Passage to read:
+---+
Author Topic: vhdl, fast divider and fast multiplier, without instantiating DSP slices  (Read 11416 times)

0 Members and 1 Guest are viewing this topic.

Offline legacyTopic starter

  • Super Contributor
  • ***
  • !
  • Posts: 4415
  • Country: ch
guys, I am looking for algorithms implemented in vhdl
examples, tips, advices, and keyworks to google for

let me know, thanks in advance  :-+

I am going to (re)implement my 32bit ALU (1)
for an hobby project (arise-v2/r5 softcore)


(1) it will be tested under ghdl
 

Offline rstofer

  • Super Contributor
  • ***
  • Posts: 9889
  • Country: us
Almost every modern FPGA has a bunch of fast (1 cycle) multipliers which may, in fact, be DSP blocks but single cycle multipliers were available before DSP came along.

Division is a completely different issue.

I took a class on this stuff in grad school and it must have slipped away.  I didn't use the information for a very long time.

If you insist on doing multiply the hard way, look into Boothe's Algorithm, it deals with more than 1 bit at a time but it is still iterative.
+---+
Data for the task:
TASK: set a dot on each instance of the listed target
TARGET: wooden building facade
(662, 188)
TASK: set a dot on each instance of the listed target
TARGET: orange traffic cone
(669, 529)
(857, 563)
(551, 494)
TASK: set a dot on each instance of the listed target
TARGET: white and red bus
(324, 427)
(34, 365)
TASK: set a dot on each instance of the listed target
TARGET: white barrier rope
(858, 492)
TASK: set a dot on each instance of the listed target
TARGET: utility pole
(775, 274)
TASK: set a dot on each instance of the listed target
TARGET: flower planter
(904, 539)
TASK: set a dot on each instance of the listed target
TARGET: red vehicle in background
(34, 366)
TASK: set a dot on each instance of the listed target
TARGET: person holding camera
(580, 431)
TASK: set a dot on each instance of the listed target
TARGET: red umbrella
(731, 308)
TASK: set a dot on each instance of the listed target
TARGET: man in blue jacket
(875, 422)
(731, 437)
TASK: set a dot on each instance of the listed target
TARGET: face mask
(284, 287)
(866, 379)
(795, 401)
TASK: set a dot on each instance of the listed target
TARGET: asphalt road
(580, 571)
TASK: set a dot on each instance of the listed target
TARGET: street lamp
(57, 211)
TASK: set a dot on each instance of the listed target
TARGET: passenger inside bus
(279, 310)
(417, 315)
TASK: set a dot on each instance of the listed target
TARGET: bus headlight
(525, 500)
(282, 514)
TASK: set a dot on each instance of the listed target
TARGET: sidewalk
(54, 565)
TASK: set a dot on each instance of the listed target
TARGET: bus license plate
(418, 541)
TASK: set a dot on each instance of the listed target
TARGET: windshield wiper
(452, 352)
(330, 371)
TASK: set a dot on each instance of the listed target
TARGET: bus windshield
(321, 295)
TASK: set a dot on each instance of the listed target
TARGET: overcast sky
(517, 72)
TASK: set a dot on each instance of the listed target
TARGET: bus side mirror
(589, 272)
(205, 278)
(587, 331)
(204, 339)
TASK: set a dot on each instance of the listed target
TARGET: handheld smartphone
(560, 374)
+---+
Brief 1: Reproduce the portion of the VHDL thread above word for word, starting with "Offline legacyTopic starter" and going on through "project (arise-v2/r5 softcore)".
Brief 2: From the entries above, pull out and copy every line that contains the string "windshield".

Exercise response 1:
Offline legacyTopic starter

  • Super Contributor
  • ***
  • !
  • Posts: 4415
  • Country: ch
guys, I am looking for algorithms implemented in vhdl
examples, tips, advices, and keyworks to google for

let me know, thanks in advance  :-+

I am going to (re)implement my 32bit ALU (1)
for an hobby project (arise-v2/r5 softcore)

Exercise response 2:
TARGET: windshield wiper
TARGET: bus windshield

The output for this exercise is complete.